Alıntı:
Etna için seçenekler çok ama zor. Zaman yeter mi, nasıl gideriz, otobüs veya taksi seçenekleri derken, kaldığımız otelin resepsiyon görevlisinin şoförlük görevini üstlenmesiyle 6 kişilik araba kiraladık. Böyle olunca zaman kazandık. Yaklaşık bir saatlik araba yolculuğuyla, ziyarete açık krater bölgesine ulaştık. Sürekli dumanı tüten, hep patlamaya hazır Etna’nın lav püskürttüğü bölge. Ama sanıldığı gibi yeni kraterler veya yeni lav akan bölgeler değil buralar. Kükürt karışımlı duman püskürten o bölgelere çıkmak yasak. Bizim ve turistlerin ziyaret ettiği bölgeler, yaklaşık 100 yıllık.

Taş ocağına benziyor krater bölgesi, sanki tonlarca beton dökülmüş gibi. Simsiyah ve gri. Lavlardan arta kalan kaya parçaları. İlginçtir, lav parçaları çok hafif ve boya çıkarmıyor. Belki o yüzden, her şeyde kullanıyorlar bu taşları.

Daha ilginci, bölgedeki vadilerde oluşan ortam. Bir yanı simsiyah, bir yanı yemyeşil. Bir yanı kupkuru, bir yanı vaha. İnanılmaz bir doğal ortam oluşmuş yıllar içinde.

Burası Avrupa kıtasındaki en yüksek ve en ünlü yanardağ. Püskürtmelere bağlı olarak yüksekliği değişiyor. 100 sene önce 20 metre daha yüksekmiş örneğin. Şu sıralar 3 bin 500 metre. Turistlerin, bizlerin çıktığı yükseklik sanırım 2 bin civarı. Sönmüş kraterler bölgesi.

Tek kelime dil bilmeden turizm yapan Sicilyalılar

Sicilya’da biri Palermo, biri Katanya olmak üzere iki ayrı otelde konakladık. 2’şer gece. Her iki oteli de kent merkezlerinde, butik otellerden seçtik. Şirin, küçük, sadece kahvaltı veren ucuz oteller. Genel tipleri hep benzer. Eski, tarihi binalar, asansörler 1950’lerden kalma…

Gerek Napoli, gerekse Sicilya’nın genelinde bina tipleri çok benzer. Bir yanda barok usulü eski, taştan, tek tip binalar, görkemli kilise ve katetraller, tiyatro ve opera binaları. Diğer yanda en yaygın bina tipi (bizim kaldığımız butik oteller dahil) kocaman kilitli kapısı olup gecenin belli bir saatinden sonra kilitlenen binalar. Bina demek doğru değil, çünkü o kilitli kapıdan girince hana girmiş gibisiniz. (Büyük Han gibi denebilir) İçinde konutlar, oteller, iş yerleri, ofisler var bu binaların. Otel dediğim de bir apartmanın tek katı. Bir üst katta başka otel. Küçük, daire gibi, ama işlevsel. O kadar turist var ki, her şey turizmin hizmetine sunulmuş. Herkes turizmci.

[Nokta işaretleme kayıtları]
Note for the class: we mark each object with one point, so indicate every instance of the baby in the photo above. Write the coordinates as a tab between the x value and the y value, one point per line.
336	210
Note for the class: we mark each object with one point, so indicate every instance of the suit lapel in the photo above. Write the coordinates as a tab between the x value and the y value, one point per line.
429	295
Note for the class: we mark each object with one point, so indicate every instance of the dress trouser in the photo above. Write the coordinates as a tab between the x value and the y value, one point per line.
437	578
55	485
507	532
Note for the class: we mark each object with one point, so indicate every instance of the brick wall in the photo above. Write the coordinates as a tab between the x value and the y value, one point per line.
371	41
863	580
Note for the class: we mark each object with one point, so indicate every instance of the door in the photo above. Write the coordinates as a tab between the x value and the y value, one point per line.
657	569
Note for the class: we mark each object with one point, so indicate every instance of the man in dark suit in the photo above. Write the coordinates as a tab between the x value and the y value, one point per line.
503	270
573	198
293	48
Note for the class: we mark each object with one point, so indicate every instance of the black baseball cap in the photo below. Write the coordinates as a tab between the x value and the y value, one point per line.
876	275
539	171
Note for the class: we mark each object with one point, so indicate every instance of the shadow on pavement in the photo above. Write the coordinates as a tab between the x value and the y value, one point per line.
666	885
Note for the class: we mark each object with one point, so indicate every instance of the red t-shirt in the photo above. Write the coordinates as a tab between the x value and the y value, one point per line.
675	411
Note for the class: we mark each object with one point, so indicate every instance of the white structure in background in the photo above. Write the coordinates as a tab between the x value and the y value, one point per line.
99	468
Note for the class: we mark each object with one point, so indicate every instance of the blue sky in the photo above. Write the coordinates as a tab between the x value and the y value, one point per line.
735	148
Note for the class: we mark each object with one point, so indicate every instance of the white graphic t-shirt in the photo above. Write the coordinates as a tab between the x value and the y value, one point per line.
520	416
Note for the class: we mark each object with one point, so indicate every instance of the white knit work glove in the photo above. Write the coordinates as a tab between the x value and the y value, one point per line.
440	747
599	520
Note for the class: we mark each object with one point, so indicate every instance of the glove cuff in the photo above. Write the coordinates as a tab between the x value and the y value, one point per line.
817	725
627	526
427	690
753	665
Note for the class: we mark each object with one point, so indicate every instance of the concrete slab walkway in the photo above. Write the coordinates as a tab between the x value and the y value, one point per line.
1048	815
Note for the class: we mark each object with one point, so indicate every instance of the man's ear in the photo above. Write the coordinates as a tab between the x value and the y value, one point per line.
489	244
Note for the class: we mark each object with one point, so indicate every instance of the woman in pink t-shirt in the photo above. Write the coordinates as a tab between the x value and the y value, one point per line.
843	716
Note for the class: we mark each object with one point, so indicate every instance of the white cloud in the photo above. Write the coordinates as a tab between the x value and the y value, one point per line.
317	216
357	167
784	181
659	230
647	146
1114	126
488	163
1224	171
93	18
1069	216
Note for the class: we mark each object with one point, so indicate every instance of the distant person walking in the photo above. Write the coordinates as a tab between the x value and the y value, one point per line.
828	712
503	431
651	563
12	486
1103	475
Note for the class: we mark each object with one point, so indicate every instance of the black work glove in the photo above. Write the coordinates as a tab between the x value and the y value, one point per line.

Alıştırma yönergesi:
Lütfen Etna yazısında "Etna için seçenekler" ifadesinden "yaklaşık 100 yıllık." ifadesine kadar olan bölümü, "taksi" sözcüğünü "dolmuş" ile değiştirerek yeniden yazın. Yalnızca Etna yazısındaki bilgilere dayanın.

Görevin çözümü:
Etna için seçenekler çok ama zor. Zaman yeter mi, nasıl gideriz, otobüs veya dolmuş seçenekleri derken, kaldığımız otelin resepsiyon görevlisinin şoförlük görevini üstlenmesiyle 6 kişilik araba kiraladık. Böyle olunca zaman kazandık. Yaklaşık bir saatlik araba yolculuğuyla, ziyarete açık krater bölgesine ulaştık. Sürekli dumanı tüten, hep patlamaya hazır Etna’nın lav püskürttüğü bölge. Ama sanıldığı gibi yeni kraterler veya yeni lav akan bölgeler değil buralar. Kükürt karışımlı duman püskürten o bölgelere çıkmak yasak. Bizim ve turistlerin ziyaret ettiği bölgeler, yaklaşık 100 yıllık.